> Your goal
Exact copies of all the lines below are needed, without the pictures.

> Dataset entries

/---

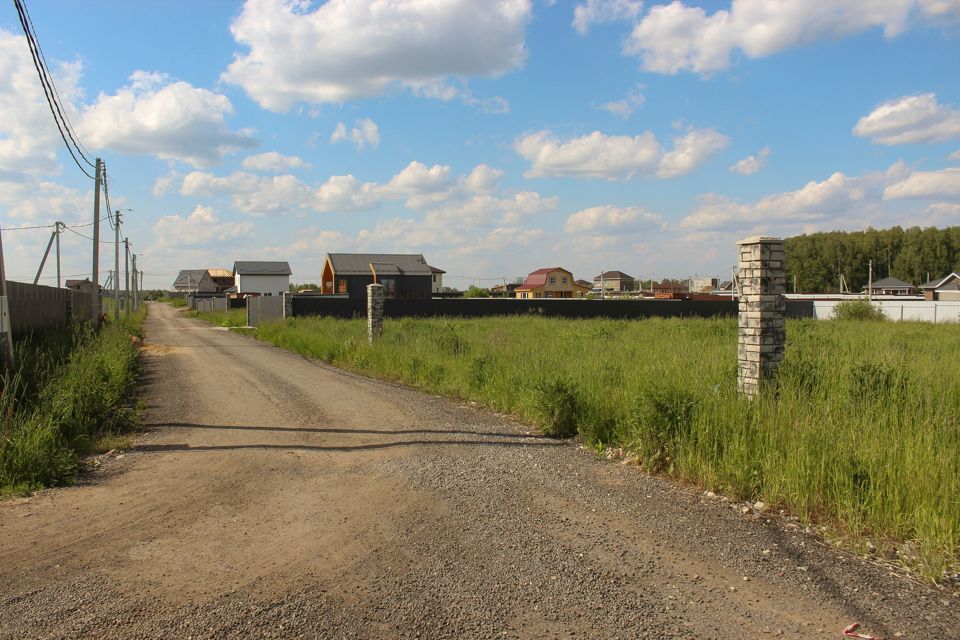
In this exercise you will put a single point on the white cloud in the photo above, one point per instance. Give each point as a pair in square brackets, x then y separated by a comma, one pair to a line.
[273, 161]
[625, 108]
[597, 155]
[201, 227]
[910, 120]
[944, 183]
[598, 11]
[349, 50]
[365, 133]
[676, 37]
[751, 164]
[169, 120]
[613, 219]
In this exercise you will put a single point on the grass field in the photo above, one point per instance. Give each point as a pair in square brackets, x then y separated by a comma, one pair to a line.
[66, 396]
[862, 436]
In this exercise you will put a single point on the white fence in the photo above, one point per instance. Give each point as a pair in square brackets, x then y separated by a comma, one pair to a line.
[907, 310]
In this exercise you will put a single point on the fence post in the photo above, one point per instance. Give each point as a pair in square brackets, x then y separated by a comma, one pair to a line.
[374, 311]
[762, 312]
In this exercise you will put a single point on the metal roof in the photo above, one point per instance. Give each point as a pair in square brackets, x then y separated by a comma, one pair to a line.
[261, 268]
[356, 264]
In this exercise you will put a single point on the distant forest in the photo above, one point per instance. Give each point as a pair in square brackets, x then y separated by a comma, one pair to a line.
[912, 255]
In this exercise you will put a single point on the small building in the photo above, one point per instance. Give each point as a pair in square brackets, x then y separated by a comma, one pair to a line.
[946, 288]
[403, 275]
[616, 281]
[890, 287]
[437, 282]
[551, 282]
[188, 280]
[260, 277]
[669, 290]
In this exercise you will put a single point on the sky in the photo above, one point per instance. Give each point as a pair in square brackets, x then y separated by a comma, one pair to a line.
[495, 137]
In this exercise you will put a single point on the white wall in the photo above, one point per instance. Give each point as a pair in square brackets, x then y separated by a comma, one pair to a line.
[274, 285]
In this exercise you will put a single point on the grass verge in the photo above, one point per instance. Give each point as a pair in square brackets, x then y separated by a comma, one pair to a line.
[67, 396]
[862, 435]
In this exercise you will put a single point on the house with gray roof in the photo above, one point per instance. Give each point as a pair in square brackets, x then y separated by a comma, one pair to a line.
[403, 275]
[261, 277]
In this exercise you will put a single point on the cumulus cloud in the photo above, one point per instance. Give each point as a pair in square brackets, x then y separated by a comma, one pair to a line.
[597, 155]
[343, 51]
[751, 164]
[365, 133]
[273, 162]
[944, 183]
[910, 120]
[605, 219]
[200, 227]
[598, 11]
[675, 37]
[167, 119]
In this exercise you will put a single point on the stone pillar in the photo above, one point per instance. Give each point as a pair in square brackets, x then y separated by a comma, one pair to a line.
[374, 311]
[763, 309]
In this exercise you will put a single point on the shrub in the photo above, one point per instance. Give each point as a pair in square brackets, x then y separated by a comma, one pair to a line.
[857, 310]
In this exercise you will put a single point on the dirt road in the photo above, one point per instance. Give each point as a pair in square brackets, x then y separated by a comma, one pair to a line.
[279, 497]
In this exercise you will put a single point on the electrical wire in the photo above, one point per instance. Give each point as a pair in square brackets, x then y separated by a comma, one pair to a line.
[48, 93]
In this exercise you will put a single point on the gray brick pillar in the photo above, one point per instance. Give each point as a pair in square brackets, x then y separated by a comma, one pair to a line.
[374, 311]
[763, 310]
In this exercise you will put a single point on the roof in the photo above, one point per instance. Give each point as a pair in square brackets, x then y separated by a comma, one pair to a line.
[356, 264]
[261, 268]
[613, 275]
[189, 277]
[538, 278]
[891, 283]
[939, 282]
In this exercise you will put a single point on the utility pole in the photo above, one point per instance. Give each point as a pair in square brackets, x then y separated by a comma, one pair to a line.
[116, 268]
[126, 272]
[95, 278]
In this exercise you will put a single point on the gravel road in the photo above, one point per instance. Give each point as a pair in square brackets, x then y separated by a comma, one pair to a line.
[277, 497]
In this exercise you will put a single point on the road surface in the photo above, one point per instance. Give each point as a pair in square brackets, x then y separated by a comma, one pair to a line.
[274, 496]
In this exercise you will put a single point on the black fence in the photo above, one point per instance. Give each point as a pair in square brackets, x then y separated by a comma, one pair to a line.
[341, 307]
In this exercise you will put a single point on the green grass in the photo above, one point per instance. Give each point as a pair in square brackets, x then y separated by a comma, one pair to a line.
[68, 395]
[862, 435]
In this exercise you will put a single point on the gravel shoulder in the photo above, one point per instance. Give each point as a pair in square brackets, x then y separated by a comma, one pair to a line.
[274, 496]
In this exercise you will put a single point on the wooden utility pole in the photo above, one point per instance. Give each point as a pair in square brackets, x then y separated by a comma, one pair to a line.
[95, 278]
[116, 268]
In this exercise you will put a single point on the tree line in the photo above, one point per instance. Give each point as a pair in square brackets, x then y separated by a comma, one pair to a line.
[913, 255]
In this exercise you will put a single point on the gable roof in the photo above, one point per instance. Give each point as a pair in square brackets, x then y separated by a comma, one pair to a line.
[261, 268]
[538, 278]
[189, 277]
[358, 264]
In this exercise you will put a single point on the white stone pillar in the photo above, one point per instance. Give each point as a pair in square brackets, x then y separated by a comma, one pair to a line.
[762, 312]
[374, 311]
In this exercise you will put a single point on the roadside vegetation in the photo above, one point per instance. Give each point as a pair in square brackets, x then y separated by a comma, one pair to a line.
[862, 435]
[67, 395]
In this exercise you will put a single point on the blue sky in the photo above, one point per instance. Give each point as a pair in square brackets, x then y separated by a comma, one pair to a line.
[494, 137]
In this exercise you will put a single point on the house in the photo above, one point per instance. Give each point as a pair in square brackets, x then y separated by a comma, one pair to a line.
[437, 282]
[552, 282]
[614, 281]
[946, 288]
[188, 280]
[216, 281]
[668, 290]
[890, 287]
[402, 275]
[263, 278]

\---

> Answer
In this exercise you will put a single point on the white cloud in the photo above, one point per instance. Give each point as a pair in square brackets, x then y separated by a comma, one pair to a line.
[273, 161]
[625, 108]
[597, 155]
[201, 227]
[910, 120]
[944, 183]
[598, 11]
[349, 50]
[365, 133]
[676, 37]
[751, 164]
[169, 120]
[613, 219]
In this exercise you will put a single point on the grass field in the photo above, one point per instance. Give each point as a pair in square brackets, x then y separated by a comma, one pair to a line.
[66, 396]
[862, 436]
In this exercise you will put a single point on the white fence in the photo above, one point per instance. Give each point as a pair in square brackets, x then y separated by a comma, one pair to a line.
[907, 310]
In this exercise you will put a single point on the fence post in the photo above, one point per instance. Give each point as a pair in square brackets, x then y separated by a comma, one pair to a line.
[374, 311]
[762, 312]
In this exercise you will put a single point on the metal roof in the photo above, one point per instance. Give each point as a pair in square brackets, x then y separated by a comma, one pair to a line.
[261, 268]
[356, 264]
In this exercise you will put a single point on the distant forest in the photo above, one point per instance. Give each point as a pair in square brackets, x then y separated by a comma, one pair to a line.
[912, 255]
In this exercise you will put a single point on the small building in the photo above, one point per instance. Give each point as a pair in square brackets, x then y separated by a comma, one pair to a line.
[946, 288]
[403, 275]
[616, 281]
[890, 287]
[437, 282]
[551, 282]
[188, 280]
[260, 277]
[669, 290]
In this exercise you will put a single point on the sky in the photo above, one point per instance. Give each point as a pair in square brackets, x then y separated by a comma, one pair to a line.
[495, 137]
In this exercise you will put a single point on the white wall in the photo above, one point per instance. Give each point as a pair in square brackets, x then y separated by a comma, one pair to a line.
[274, 285]
In this exercise you will put a single point on the grass verge in the photo above, one point per instance. Give each point as a pair in square brackets, x then y separated by a comma, one pair to a line.
[67, 396]
[862, 435]
In this exercise you will put a single point on the house with gray roof in the photo above, one point per instance. Give each point as a pair in square brackets, x then y separated by a comma, one pair to a line.
[403, 275]
[261, 277]
In this exercise you will put a single point on the cumulus cloud in the photo above, one point per instance. Give each point as a pair in square brackets, x then y separated by a comma, one pair to a line.
[597, 155]
[343, 51]
[751, 164]
[365, 133]
[273, 162]
[944, 183]
[910, 120]
[605, 219]
[200, 227]
[598, 11]
[675, 37]
[167, 119]
In this exercise you will put a single point on the stone pillar in the photo above, one point per instance. Give each point as a pair in square brackets, x then y separated by a comma, one pair to a line.
[374, 311]
[763, 309]
In this exercise you will put a single point on the shrub in the photo above, one point per instance. Give each point as a pair in square brackets, x then y separated by a comma, one pair to a line.
[857, 310]
In this exercise you will put a single point on the dirt road in the photo above, one point per instance. Give each point as a pair in square brackets, x then y separated by a comma, one pair to a line.
[279, 497]
In this exercise you will put a single point on the electrical wire in the photo above, one point per instance. Give each point as a pair in square brackets, x then y separated by a comma, one pair to a line.
[48, 93]
In this exercise you will put a single point on the gray brick pillar in the photo above, one point per instance. Give each point as a pair in square brackets, x then y separated by a comma, one pair to a line.
[374, 311]
[763, 310]
In this exercise you will put a single point on the roof in the photo above, one point per instance. Give each point as a pair in square brackets, x then y separated by a comma, one pair to a line.
[356, 264]
[261, 268]
[613, 275]
[189, 277]
[538, 278]
[891, 283]
[939, 282]
In this exercise you will put a single point on the utility pole in the photo above, one point per instance. Give each point as a pair in square brackets, x then y separated by a comma, one pair to a line.
[116, 268]
[126, 272]
[95, 278]
In this exercise you will put a single point on the gravel road in the photo above, one point per instance. Give each point as a pair in square brackets, x then y separated by a comma, one pair to a line.
[277, 497]
In this exercise you will put a single point on the road surface in the photo above, one point per instance. Give each point as a pair in square brackets, x then y separated by a comma, one pair to a line.
[274, 496]
In this exercise you will put a single point on the black fence in the photo above, one point per instance. Give each point as a pair in square brackets, x then y separated by a comma, one pair to a line.
[341, 307]
In this exercise you will put a single point on the green grass in the photo above, one point per instance. Give each point as a pair in square brackets, x then y separated by a comma, one pair to a line.
[68, 395]
[862, 435]
In this exercise you will put a single point on the gravel shoulder in the photo above, one point per instance. Give each point as a pair in square brackets, x then y separated by a comma, one pair to a line.
[274, 496]
In this exercise you will put a single point on the wooden utility pole in the photo above, one point per instance. Give each point as a pair in square brackets, x then y separated by a comma, one pair to a line.
[95, 278]
[116, 268]
In this exercise you will put a single point on the tree line in the photo above, one point per instance. Give each point as a pair in square brackets, x then y separated by a comma, one pair to a line.
[913, 255]
In this exercise you will put a single point on the gable roof in the photo above, one point per instance. Give each point as a pair in square brackets, x then y separated by a comma, one pair to a line.
[261, 268]
[538, 278]
[189, 277]
[358, 264]
In this exercise you will put a single point on the white stone pillar in the photo above, one point per instance. Give each point as a pair in square brackets, x then y separated by a comma, one pair to a line.
[762, 312]
[374, 311]
In this exercise you will put a single point on the roadside vegetation in the photo above, one point per instance. Give each point as a pair in square brackets, x then y separated by a comma, one pair to a line.
[862, 435]
[67, 395]
In this exercise you will put a single point on the blue sky in the photo above, one point per instance. Give each point as a pair in square brackets, x then y separated by a comma, one pair to a line.
[494, 137]
In this exercise you will put a single point on the house in the photo above, one point per instance. Give each point as a pair in square brackets, x then y separated by a comma, one pair to a line.
[437, 282]
[552, 282]
[614, 281]
[946, 288]
[188, 280]
[216, 281]
[668, 290]
[890, 287]
[402, 275]
[263, 278]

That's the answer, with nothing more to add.